* Do this:
Pick out each line of the entries below that contains the string "water", with case counting in the match.

* Provided information:
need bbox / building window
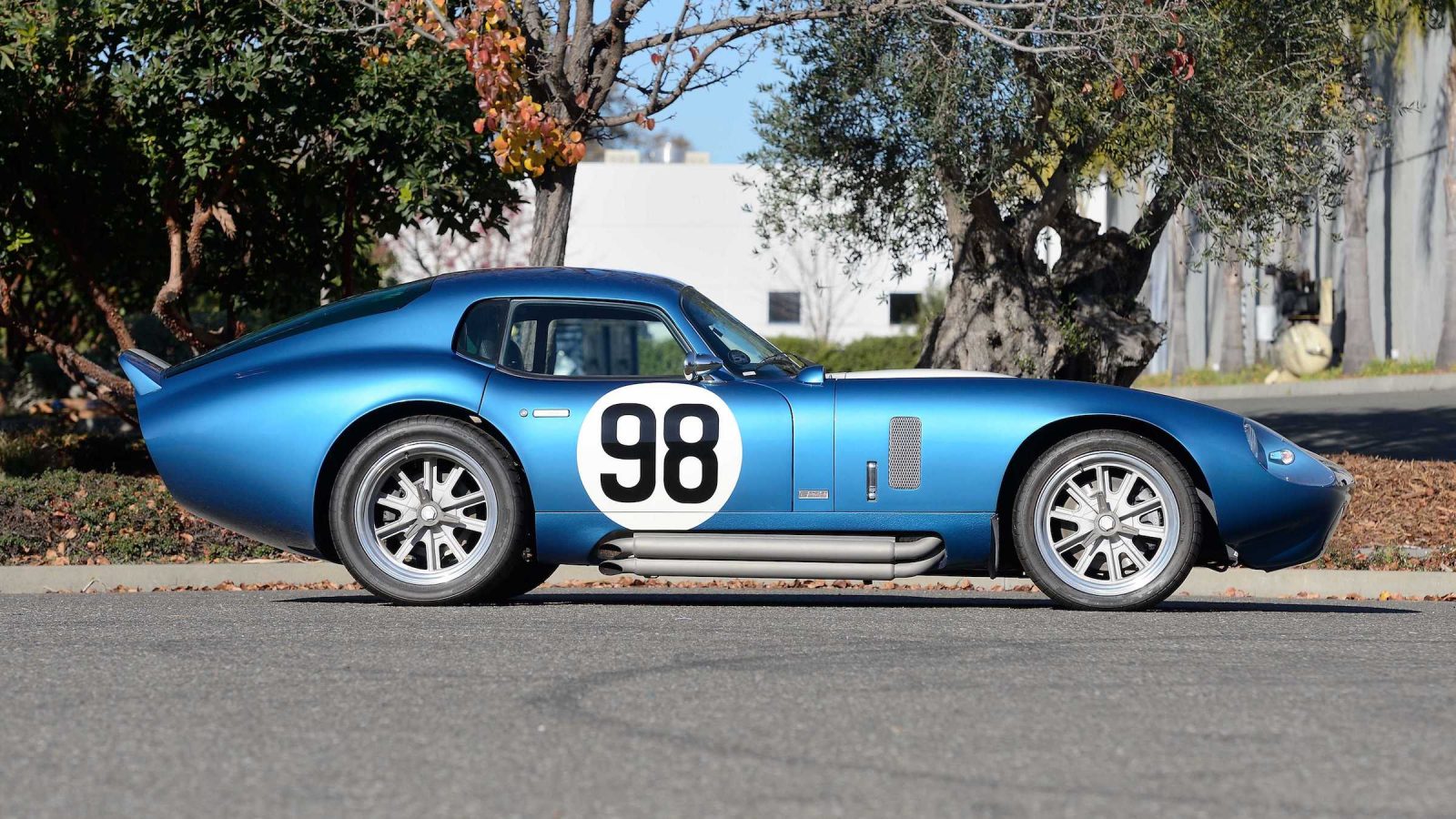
[769,293,799,324]
[890,293,920,324]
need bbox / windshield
[682,287,803,376]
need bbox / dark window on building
[890,293,920,324]
[769,293,799,324]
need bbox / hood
[825,370,1015,380]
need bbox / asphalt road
[0,591,1456,816]
[1208,389,1456,460]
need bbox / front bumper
[1236,449,1356,571]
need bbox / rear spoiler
[121,347,172,395]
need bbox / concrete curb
[1148,373,1456,400]
[0,562,1456,598]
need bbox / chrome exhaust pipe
[597,532,942,559]
[599,538,945,580]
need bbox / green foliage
[769,335,923,373]
[0,470,277,564]
[1136,359,1440,389]
[638,339,682,375]
[0,0,517,384]
[0,426,156,477]
[750,0,1381,274]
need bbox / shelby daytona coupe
[121,268,1351,609]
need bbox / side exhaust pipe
[597,532,942,562]
[600,550,945,580]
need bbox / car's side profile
[122,268,1351,609]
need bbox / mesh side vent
[890,415,920,490]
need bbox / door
[468,300,792,531]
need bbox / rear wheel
[1015,430,1203,609]
[329,415,534,605]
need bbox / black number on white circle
[602,404,657,502]
[662,404,718,502]
[602,404,718,504]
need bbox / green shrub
[0,426,156,475]
[772,335,922,373]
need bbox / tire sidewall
[1014,430,1203,611]
[329,417,524,605]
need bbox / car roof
[435,267,687,305]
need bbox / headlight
[1243,420,1299,466]
[1243,421,1264,462]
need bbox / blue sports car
[121,268,1351,609]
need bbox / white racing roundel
[577,382,743,531]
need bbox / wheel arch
[996,414,1225,571]
[313,400,536,562]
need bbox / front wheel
[329,417,531,605]
[1014,430,1203,611]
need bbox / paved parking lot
[1208,389,1456,460]
[0,591,1456,816]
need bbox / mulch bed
[1320,451,1456,571]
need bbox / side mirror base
[682,353,723,382]
[794,364,824,383]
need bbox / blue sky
[620,3,782,162]
[658,53,782,162]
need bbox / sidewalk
[0,562,1456,598]
[1138,373,1456,400]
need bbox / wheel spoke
[1107,543,1123,583]
[1123,538,1148,571]
[395,523,425,562]
[1072,543,1102,577]
[395,470,420,506]
[440,529,466,562]
[1123,521,1168,541]
[1117,495,1163,521]
[434,466,464,500]
[440,490,485,511]
[374,511,415,542]
[1046,509,1097,526]
[1051,529,1087,554]
[1066,475,1097,516]
[374,495,420,514]
[441,514,490,535]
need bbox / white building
[391,162,946,342]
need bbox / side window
[500,301,684,378]
[454,298,511,364]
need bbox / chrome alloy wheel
[1036,451,1178,596]
[354,441,498,586]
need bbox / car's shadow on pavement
[279,591,1420,613]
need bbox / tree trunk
[1341,137,1374,373]
[920,202,1163,385]
[530,165,577,267]
[1218,250,1245,373]
[1168,208,1188,379]
[1436,62,1456,368]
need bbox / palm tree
[1341,134,1374,373]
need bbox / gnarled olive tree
[752,0,1380,383]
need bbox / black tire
[1012,430,1203,611]
[329,415,536,605]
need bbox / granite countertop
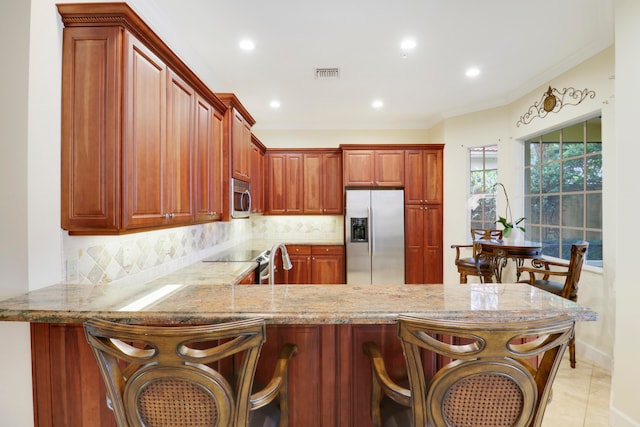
[0,282,597,324]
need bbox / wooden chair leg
[569,335,576,369]
[460,271,467,283]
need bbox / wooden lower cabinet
[284,245,346,285]
[31,323,444,427]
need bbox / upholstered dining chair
[518,242,589,368]
[451,228,502,283]
[84,319,296,427]
[363,316,575,427]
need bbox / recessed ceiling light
[465,67,480,77]
[400,39,416,50]
[240,39,256,50]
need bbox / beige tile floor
[542,351,611,427]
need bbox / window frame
[467,144,498,234]
[523,115,604,268]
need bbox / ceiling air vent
[315,68,340,80]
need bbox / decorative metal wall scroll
[516,86,596,127]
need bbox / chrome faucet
[269,243,293,285]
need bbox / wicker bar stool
[84,319,297,427]
[363,316,575,427]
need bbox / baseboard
[609,407,640,427]
[576,338,613,372]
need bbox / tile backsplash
[62,215,343,284]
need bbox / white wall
[0,1,40,426]
[610,0,640,427]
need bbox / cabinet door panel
[256,325,337,427]
[375,150,404,187]
[423,150,442,203]
[251,144,265,213]
[311,255,345,285]
[303,153,324,214]
[284,154,304,214]
[266,153,286,214]
[124,34,167,228]
[165,71,195,224]
[343,150,375,187]
[285,255,311,285]
[322,153,344,215]
[31,323,116,427]
[61,27,122,230]
[194,97,222,222]
[404,150,425,204]
[404,205,424,283]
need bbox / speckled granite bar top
[0,276,597,324]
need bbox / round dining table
[474,239,542,283]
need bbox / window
[469,145,498,229]
[524,117,602,266]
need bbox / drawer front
[287,245,311,255]
[311,245,344,255]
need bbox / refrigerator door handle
[367,207,376,256]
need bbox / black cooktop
[202,248,269,262]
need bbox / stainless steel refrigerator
[345,190,404,285]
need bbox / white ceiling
[141,0,613,129]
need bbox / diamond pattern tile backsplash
[62,216,343,284]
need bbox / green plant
[493,182,527,238]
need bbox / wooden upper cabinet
[194,96,223,222]
[342,150,375,187]
[61,27,122,232]
[251,135,266,213]
[57,3,227,234]
[405,204,443,284]
[284,154,304,214]
[322,151,344,215]
[404,145,442,204]
[217,93,255,182]
[123,33,170,229]
[374,150,404,187]
[303,153,324,214]
[265,152,303,214]
[265,149,343,215]
[343,149,404,187]
[303,151,343,214]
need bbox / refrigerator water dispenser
[351,218,369,242]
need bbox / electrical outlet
[67,259,78,282]
[122,247,133,267]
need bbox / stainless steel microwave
[231,178,251,218]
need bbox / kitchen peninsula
[0,272,597,427]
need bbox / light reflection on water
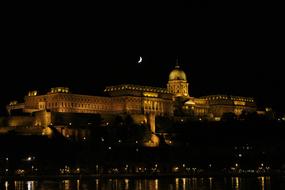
[0,177,285,190]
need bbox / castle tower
[167,61,189,98]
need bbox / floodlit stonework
[7,65,256,126]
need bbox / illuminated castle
[7,65,256,126]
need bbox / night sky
[0,1,285,116]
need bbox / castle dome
[169,65,187,81]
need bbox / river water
[0,177,285,190]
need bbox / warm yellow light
[143,92,158,98]
[234,101,245,106]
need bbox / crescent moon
[138,56,142,63]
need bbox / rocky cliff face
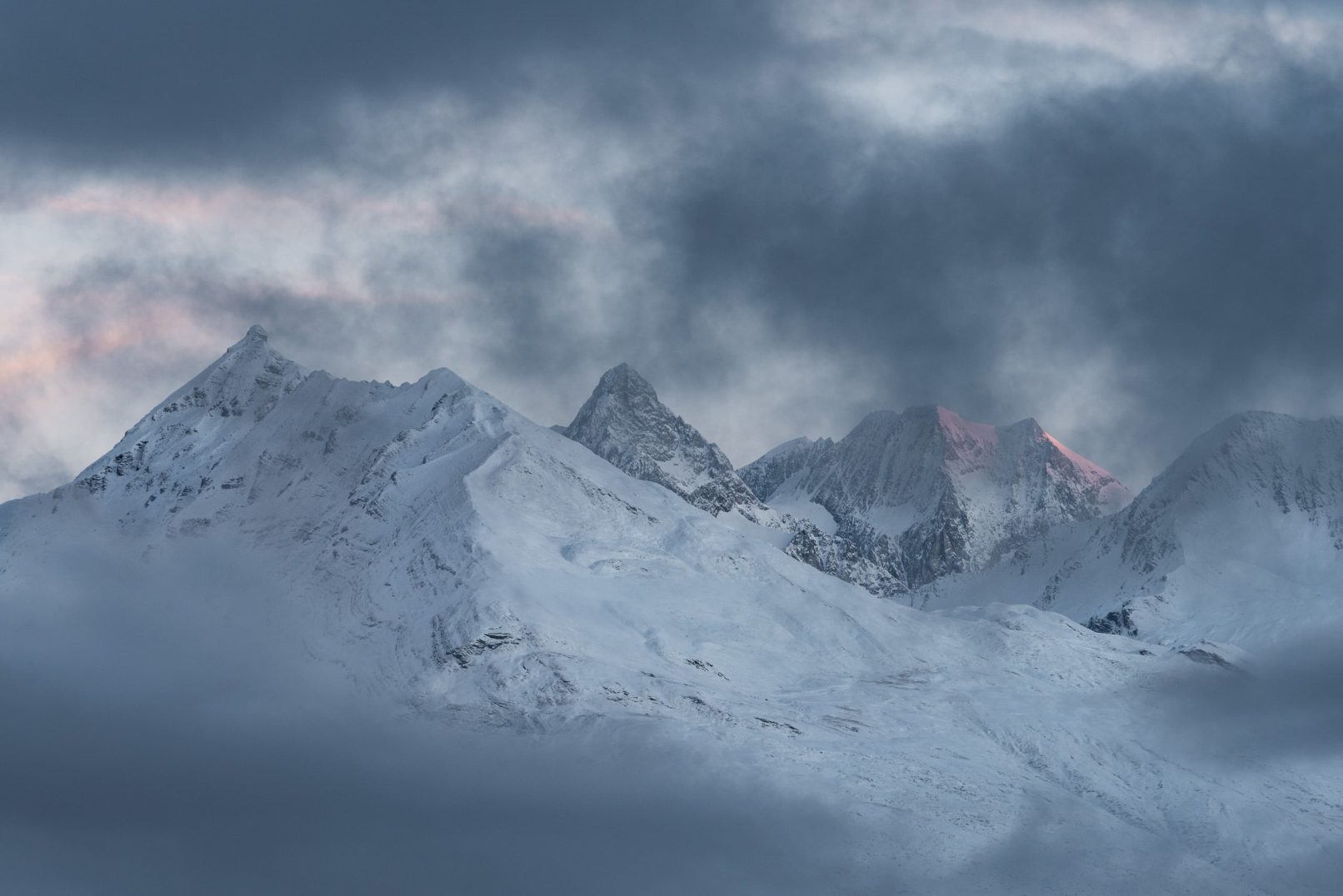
[562,364,764,520]
[1036,412,1343,644]
[741,407,1130,591]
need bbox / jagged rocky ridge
[740,407,1130,594]
[557,364,766,521]
[1036,411,1343,645]
[556,364,905,596]
[0,329,1343,896]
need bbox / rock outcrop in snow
[0,331,1343,896]
[741,407,1130,592]
[1023,412,1343,646]
[562,364,764,520]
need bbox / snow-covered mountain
[916,411,1343,649]
[0,329,1343,894]
[556,364,906,596]
[560,364,770,521]
[740,407,1131,592]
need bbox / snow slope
[0,329,1343,894]
[741,407,1131,591]
[562,364,771,521]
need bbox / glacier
[0,328,1343,894]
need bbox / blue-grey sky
[0,0,1343,497]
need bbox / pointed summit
[741,405,1130,589]
[562,363,766,519]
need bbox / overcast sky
[0,0,1343,498]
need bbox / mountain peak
[562,363,763,515]
[594,361,658,401]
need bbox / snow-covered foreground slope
[0,331,1343,894]
[740,407,1131,596]
[916,412,1343,649]
[560,364,777,525]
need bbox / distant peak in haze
[562,363,766,519]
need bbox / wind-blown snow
[0,331,1343,894]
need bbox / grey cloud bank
[0,2,1343,495]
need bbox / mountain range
[0,328,1343,894]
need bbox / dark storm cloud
[0,0,771,168]
[10,0,1343,486]
[628,57,1343,485]
[0,539,873,894]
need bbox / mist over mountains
[0,328,1343,894]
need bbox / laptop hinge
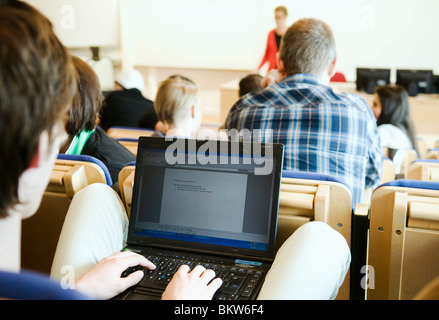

* Correct output:
need bbox / refrigerator water dispenser
need bbox / light reflection on water
need bbox / river water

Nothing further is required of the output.